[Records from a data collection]
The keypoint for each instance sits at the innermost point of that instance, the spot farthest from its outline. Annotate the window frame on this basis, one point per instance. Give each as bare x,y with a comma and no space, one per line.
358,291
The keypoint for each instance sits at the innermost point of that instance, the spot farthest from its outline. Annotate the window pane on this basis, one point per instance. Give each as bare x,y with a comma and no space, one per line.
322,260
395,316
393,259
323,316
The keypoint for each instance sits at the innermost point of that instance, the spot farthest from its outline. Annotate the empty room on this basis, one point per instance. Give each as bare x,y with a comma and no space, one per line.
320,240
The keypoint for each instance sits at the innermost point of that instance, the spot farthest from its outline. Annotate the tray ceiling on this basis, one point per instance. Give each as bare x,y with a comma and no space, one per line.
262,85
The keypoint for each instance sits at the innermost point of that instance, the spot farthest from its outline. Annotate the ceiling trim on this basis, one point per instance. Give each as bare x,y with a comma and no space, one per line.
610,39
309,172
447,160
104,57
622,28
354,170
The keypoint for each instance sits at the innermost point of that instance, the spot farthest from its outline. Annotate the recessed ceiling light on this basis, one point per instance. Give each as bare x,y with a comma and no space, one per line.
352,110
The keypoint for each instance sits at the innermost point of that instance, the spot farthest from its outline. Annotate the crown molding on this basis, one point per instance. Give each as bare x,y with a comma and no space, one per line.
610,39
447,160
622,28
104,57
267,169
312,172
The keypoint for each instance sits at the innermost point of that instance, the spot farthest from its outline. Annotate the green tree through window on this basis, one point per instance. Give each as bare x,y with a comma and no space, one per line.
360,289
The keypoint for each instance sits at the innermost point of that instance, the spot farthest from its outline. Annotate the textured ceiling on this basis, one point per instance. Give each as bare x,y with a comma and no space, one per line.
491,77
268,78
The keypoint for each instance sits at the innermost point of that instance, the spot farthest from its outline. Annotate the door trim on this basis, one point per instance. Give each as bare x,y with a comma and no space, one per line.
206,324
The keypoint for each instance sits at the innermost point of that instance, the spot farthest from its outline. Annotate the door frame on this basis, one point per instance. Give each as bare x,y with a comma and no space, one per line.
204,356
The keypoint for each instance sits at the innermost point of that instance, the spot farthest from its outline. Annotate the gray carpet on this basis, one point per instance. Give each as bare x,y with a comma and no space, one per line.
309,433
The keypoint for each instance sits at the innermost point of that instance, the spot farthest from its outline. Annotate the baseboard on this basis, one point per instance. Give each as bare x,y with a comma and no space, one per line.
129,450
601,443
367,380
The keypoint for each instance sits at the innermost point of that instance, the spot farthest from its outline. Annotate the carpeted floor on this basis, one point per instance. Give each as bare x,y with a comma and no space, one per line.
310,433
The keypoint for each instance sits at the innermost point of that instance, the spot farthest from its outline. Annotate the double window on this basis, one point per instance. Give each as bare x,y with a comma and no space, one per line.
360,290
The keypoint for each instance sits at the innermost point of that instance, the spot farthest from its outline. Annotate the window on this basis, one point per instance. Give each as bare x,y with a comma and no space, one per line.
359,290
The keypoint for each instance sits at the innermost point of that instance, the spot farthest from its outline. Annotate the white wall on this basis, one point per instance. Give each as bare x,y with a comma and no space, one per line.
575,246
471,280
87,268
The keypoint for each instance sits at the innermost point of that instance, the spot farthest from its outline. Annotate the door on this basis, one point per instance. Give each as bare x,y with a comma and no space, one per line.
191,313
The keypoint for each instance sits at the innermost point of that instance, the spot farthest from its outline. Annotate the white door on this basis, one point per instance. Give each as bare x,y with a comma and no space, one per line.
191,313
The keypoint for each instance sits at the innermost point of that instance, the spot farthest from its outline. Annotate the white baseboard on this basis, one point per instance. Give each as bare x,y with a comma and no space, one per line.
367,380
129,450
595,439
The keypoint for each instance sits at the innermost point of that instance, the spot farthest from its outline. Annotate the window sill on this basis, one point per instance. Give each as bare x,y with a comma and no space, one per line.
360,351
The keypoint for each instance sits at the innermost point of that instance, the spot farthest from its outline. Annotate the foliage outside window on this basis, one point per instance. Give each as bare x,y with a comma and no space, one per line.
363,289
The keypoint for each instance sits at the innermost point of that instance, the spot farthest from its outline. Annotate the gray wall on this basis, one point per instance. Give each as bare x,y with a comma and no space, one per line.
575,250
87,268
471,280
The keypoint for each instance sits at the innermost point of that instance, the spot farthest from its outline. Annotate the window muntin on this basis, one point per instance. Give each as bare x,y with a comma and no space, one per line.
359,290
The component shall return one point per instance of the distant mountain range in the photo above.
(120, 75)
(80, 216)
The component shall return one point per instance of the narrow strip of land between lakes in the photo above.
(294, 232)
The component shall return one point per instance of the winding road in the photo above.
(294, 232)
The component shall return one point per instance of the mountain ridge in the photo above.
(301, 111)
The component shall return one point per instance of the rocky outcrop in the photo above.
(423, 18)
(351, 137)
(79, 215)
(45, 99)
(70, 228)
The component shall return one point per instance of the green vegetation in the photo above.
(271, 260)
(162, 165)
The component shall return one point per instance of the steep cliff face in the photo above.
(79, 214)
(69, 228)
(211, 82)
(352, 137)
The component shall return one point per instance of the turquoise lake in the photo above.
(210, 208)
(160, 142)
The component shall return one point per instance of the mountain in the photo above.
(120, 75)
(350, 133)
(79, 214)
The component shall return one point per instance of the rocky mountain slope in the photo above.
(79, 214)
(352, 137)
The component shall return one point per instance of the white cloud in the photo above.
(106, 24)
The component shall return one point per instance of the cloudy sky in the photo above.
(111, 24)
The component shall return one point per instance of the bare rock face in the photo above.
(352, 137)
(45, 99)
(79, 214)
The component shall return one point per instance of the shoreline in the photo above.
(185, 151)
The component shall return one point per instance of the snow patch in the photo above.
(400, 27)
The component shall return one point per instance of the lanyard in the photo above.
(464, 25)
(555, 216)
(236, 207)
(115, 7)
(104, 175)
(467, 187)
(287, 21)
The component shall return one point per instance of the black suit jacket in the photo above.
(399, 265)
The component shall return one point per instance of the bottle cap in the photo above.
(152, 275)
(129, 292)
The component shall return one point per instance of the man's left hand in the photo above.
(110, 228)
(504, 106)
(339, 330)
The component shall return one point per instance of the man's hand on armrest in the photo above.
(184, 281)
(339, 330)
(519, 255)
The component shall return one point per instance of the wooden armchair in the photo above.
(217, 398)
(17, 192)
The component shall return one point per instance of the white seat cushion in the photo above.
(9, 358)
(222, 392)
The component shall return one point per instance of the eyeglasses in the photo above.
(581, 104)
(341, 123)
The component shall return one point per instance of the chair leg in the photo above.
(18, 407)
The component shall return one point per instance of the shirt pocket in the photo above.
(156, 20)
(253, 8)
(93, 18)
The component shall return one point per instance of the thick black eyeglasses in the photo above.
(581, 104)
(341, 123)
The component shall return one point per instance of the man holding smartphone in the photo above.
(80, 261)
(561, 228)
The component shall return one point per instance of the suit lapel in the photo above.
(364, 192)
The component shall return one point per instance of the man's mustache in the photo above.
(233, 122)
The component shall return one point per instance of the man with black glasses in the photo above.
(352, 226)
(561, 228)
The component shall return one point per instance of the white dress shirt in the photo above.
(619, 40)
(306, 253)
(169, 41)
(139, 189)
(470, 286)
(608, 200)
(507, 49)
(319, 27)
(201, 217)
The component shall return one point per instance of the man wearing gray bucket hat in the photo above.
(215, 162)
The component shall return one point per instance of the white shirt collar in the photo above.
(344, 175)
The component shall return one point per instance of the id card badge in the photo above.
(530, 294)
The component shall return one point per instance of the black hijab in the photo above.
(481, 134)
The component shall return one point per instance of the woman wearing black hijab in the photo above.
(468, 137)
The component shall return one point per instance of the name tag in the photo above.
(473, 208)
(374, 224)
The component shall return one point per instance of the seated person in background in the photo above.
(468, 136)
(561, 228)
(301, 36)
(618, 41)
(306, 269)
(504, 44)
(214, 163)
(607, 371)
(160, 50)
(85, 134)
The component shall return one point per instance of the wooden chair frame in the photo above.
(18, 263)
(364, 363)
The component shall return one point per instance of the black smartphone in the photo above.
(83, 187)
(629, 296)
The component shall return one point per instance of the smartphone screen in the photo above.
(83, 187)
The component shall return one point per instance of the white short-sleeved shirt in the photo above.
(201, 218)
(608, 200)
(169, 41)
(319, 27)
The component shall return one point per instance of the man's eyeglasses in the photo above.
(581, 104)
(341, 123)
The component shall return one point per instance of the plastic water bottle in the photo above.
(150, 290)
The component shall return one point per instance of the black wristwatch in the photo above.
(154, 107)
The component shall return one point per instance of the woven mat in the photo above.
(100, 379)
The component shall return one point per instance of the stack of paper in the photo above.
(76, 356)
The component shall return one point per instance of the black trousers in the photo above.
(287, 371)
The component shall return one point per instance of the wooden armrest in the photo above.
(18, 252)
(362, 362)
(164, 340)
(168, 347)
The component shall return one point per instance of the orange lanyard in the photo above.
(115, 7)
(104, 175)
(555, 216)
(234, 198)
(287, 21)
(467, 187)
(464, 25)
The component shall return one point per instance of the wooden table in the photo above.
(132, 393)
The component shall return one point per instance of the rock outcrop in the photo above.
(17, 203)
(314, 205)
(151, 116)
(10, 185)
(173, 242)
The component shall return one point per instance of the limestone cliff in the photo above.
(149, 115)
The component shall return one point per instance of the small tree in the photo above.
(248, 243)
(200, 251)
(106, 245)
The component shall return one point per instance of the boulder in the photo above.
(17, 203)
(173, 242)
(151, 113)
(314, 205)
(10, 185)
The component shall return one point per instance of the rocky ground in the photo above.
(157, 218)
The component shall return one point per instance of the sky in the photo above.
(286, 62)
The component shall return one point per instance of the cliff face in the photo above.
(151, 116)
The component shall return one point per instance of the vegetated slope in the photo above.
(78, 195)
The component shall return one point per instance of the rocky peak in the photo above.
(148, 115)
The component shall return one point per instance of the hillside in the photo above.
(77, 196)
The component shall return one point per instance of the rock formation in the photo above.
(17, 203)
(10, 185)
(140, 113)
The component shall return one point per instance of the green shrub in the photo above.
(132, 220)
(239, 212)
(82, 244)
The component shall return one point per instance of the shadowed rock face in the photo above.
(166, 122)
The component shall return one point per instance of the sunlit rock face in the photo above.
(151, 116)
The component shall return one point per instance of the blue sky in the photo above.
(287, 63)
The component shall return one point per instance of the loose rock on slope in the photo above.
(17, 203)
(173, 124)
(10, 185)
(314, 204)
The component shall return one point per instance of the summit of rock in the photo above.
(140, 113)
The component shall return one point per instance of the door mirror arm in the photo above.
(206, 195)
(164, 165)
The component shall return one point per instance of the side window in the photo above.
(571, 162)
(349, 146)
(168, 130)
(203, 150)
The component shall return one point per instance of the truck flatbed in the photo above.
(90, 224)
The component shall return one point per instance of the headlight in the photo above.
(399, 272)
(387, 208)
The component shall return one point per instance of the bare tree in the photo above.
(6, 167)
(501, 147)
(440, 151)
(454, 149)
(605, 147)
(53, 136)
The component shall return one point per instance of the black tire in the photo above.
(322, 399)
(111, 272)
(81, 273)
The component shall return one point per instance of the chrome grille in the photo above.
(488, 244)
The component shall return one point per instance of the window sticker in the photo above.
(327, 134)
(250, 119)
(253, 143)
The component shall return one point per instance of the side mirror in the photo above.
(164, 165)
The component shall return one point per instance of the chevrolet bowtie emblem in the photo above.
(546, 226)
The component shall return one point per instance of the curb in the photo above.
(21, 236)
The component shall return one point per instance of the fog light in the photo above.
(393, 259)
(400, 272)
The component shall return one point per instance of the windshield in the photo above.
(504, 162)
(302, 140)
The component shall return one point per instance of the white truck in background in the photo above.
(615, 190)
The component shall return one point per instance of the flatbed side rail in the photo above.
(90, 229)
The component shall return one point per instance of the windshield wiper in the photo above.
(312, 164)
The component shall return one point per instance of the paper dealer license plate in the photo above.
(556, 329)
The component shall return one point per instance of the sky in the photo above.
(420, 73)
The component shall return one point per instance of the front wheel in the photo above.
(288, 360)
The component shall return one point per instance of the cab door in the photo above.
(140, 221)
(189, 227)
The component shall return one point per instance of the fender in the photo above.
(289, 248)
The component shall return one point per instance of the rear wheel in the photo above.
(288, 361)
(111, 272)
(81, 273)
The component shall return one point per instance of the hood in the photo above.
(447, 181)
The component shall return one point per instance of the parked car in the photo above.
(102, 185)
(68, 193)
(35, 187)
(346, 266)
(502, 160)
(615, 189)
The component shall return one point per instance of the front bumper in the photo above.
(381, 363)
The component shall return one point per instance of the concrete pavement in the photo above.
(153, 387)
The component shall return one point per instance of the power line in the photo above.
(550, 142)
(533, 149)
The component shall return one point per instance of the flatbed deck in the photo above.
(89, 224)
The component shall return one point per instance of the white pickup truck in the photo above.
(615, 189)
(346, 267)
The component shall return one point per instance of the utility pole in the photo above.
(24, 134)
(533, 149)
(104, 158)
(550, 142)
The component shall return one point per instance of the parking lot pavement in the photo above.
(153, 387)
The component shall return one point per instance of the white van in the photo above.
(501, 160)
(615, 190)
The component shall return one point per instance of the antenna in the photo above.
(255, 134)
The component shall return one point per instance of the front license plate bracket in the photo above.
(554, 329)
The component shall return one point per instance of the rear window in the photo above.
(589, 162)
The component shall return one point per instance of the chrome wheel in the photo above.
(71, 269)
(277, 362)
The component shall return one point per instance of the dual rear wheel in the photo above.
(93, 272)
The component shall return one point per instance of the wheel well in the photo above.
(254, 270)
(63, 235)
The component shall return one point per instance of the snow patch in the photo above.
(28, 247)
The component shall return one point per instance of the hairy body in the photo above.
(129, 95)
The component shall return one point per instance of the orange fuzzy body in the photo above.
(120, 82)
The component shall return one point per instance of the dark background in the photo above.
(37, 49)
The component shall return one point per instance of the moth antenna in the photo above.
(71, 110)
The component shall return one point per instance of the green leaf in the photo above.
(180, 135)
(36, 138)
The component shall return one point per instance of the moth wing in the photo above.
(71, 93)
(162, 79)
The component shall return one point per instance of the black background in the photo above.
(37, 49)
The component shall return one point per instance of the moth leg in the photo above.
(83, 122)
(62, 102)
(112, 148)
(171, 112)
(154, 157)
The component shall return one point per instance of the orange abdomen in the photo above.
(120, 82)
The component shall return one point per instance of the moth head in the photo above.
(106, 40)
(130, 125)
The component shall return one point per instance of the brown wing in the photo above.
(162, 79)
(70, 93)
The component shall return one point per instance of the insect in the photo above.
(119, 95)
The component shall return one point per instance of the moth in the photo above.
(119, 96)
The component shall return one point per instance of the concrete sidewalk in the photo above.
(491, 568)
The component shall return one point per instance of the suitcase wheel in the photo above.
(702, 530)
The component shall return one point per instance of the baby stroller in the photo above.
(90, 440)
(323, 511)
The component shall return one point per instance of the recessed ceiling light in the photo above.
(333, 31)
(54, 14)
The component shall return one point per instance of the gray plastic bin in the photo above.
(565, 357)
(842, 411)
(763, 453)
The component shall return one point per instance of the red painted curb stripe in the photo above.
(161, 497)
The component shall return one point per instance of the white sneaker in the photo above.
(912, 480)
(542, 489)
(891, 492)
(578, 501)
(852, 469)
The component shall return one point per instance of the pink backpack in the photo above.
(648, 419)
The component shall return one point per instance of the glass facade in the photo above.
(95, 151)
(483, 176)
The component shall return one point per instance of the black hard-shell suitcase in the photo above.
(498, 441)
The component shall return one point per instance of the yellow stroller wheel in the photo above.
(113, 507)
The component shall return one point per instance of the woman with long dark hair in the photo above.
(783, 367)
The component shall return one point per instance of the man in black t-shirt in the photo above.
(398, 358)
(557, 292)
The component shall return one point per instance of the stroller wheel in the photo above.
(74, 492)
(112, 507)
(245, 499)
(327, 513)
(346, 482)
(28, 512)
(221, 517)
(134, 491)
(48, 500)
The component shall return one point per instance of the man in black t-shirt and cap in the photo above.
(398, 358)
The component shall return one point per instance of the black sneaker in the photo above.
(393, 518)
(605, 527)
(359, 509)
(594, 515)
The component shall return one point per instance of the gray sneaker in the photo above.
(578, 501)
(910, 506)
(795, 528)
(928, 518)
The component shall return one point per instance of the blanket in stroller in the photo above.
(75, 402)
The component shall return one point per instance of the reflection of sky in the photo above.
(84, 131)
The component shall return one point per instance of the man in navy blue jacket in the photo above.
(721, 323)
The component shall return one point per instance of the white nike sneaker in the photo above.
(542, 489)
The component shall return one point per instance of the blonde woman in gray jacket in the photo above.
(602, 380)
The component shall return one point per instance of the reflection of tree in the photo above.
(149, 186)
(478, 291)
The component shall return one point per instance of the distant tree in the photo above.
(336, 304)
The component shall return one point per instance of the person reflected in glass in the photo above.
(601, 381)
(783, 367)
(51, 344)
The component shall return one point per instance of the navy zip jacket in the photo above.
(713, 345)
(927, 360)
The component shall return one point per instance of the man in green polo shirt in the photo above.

> [EXERCISE DETAILS]:
Write out once more the lines above beginning at the line with "and cap in the photo above."; continue through the final line and stop there.

> [RESPONSE TO THIS TASK]:
The component shall return one point per instance of the man in black t-shirt and cap in the photo above.
(398, 358)
The component shall return one point per instance of the black sneaker in the photo above.
(393, 518)
(605, 527)
(359, 509)
(594, 515)
The component shall return one point per instance of the gray sneaker in the photo above.
(578, 501)
(910, 506)
(795, 528)
(928, 518)
The component shall return one point per instance of the blanket in stroller in the photo above.
(75, 402)
The component shall return one point per instance of the reflection of sky in the photo above.
(84, 131)
The component shall return one point per instance of the man in navy blue jacket in the photo above.
(721, 323)
The component shall return one point per instance of the white nike sneaker in the photo above.
(542, 489)
The component shall return one point per instance of the blonde woman in gray jacket in the photo above.
(602, 380)
The component shall return one point per instance of the reflection of tree in the photo above.
(149, 186)
(478, 291)
The component shall return one point per instance of the distant tree in the photo above.
(336, 304)
The component shall return one point per instance of the person reflected in glass in the photo above.
(601, 381)
(783, 367)
(51, 344)
The component shall return one point per instance of the navy zip jacket in the photo above.
(713, 345)
(927, 360)
The component shall return one point per instance of the man in green polo shirt in the photo above.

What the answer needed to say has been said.